Page text ▸
»»

The long-overlooked enzymology of a nonribosomal peptide synthetase-independent pathway for virulence-conferring siderophore biosynthesis.

Siderophores are high-affinity ferric iron chelators biosynthesised and excreted by most microorganisms that play an important role in iron acquisition. Siderophore-mediated scavenging of ferric iron from hosts contributes significantly to the virulence of pathogenic microbes. As a consequence siderophore biosynthesis is an attractive target for chemotherapeutic intervention. Two main pathways for siderophore biosynthesis exist in microbes. One pathway involves nonribosomal peptide synthetase (NRPS) multienzymes while the other is NRPS-independent. The enzymology of NRPS-mediated siderophore biosynthesis has been extensively studied for more than a decade. In contrast, the enzymology of NRPS-independent siderophore (NIS) biosynthesis was overlooked for almost thirty years since the first genetic characterisation of the NIS biosynthetic pathway to aerobactin. However, the past three years have witnessed an explosion of interest in the enzymology of NIS synthetases, the key enzymes in the assembly of siderophores via the NIS pathway. The biochemical characterisation of ten purified recombinant synthetases has been reported since 2007, along with the first structural characterisation of a synthetase by X-ray crystallography in 2009. In this feature article we summarise the recent progress that has been made in understanding the long-overlooked enzymology of NRPS-independent siderophore biosynthesis, highlight important remaining questions, and suggest likely directions for future research.

««

Provided data ▸

»»

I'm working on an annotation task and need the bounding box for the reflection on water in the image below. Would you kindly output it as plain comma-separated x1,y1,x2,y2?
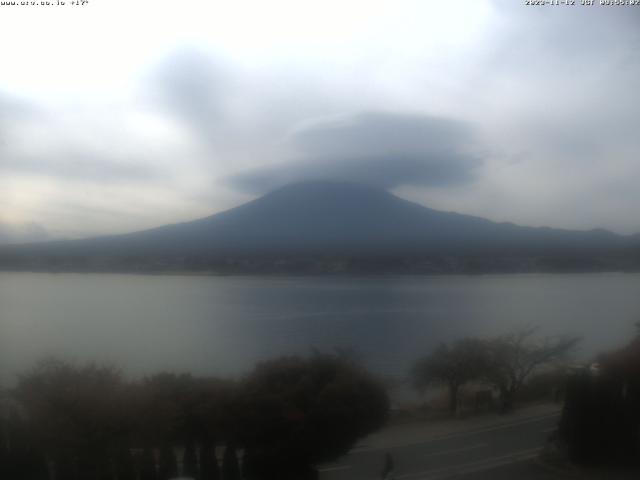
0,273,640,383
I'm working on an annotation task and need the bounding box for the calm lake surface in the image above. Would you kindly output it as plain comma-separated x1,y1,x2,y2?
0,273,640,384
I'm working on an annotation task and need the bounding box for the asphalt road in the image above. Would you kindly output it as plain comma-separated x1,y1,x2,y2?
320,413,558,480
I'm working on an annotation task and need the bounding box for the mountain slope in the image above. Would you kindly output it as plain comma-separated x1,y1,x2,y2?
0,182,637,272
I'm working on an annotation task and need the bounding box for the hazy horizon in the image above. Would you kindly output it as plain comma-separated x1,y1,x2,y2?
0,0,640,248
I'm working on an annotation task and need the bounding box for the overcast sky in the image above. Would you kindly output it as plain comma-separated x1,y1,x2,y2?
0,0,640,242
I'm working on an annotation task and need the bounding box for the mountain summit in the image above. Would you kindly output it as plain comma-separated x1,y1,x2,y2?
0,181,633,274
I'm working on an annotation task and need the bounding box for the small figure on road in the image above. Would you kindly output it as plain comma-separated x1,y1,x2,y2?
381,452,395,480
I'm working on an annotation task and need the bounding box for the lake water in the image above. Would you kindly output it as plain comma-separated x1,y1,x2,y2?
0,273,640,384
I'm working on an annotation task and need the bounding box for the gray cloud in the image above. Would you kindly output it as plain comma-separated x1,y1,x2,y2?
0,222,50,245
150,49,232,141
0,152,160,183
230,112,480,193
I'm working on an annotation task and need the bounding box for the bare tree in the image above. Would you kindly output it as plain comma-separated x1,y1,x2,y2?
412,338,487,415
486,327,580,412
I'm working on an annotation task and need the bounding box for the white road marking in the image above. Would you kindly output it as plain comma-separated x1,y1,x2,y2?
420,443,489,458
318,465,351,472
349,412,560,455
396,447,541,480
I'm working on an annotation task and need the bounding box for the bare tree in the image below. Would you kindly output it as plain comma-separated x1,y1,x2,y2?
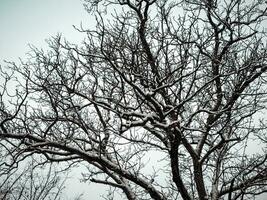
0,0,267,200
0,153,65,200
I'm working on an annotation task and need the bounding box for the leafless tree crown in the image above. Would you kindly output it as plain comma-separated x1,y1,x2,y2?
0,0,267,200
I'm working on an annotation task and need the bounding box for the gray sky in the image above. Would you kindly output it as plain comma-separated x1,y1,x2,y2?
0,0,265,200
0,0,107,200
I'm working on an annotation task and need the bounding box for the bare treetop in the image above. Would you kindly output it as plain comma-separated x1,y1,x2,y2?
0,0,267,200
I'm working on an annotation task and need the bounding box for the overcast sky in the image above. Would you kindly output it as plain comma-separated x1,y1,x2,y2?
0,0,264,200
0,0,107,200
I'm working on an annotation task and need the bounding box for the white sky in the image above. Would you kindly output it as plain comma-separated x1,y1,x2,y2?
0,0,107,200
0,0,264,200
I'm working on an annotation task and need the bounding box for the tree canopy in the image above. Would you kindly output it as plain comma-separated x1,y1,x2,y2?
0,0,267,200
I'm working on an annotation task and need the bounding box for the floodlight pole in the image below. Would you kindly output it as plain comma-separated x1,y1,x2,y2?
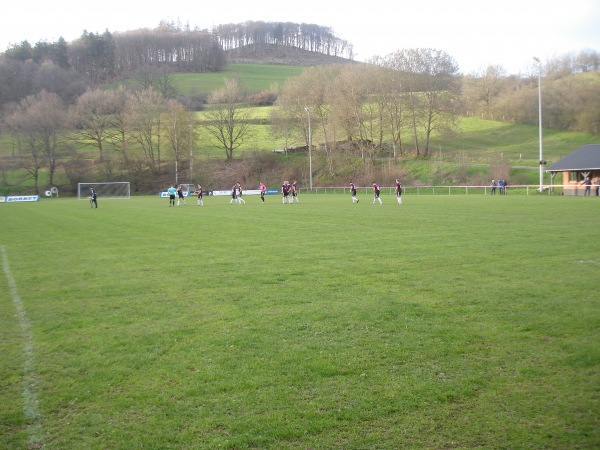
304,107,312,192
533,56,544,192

««

List of tasks ▸
a) Summarize the abstract on siderophore biosynthesis in two sentences.
b) List every year or span of time named in the abstract on siderophore biosynthesis, each with what it refers to.

Task-by-task solutions ▸
a) Siderophores are high-affinity ferric iron chelators that help pathogenic microbes take iron from hosts, which makes their biosynthesis an attractive target for chemotherapeutic intervention, and they are made by either an NRPS-dependent or an NRPS-independent (NIS) pathway. The enzymology of the NIS pathway was overlooked for almost thirty years but has drawn intense interest recently, and the feature article summarizes this progress, highlights remaining questions, and suggests future research directions.

b)
- More than a decade: how long the enzymology of NRPS-mediated siderophore biosynthesis has been extensively studied
- Almost thirty years: how long the enzymology of NIS biosynthesis was overlooked after the first genetic characterization of the NIS pathway to aerobactin
- The past three years: the period that has seen an explosion of interest in the enzymology of NIS synthetases
- 2007: the year since which the biochemical characterization of ten purified recombinant synthetases has been reported
- 2009: the year of the first structural characterization of a synthetase by X-ray crystallography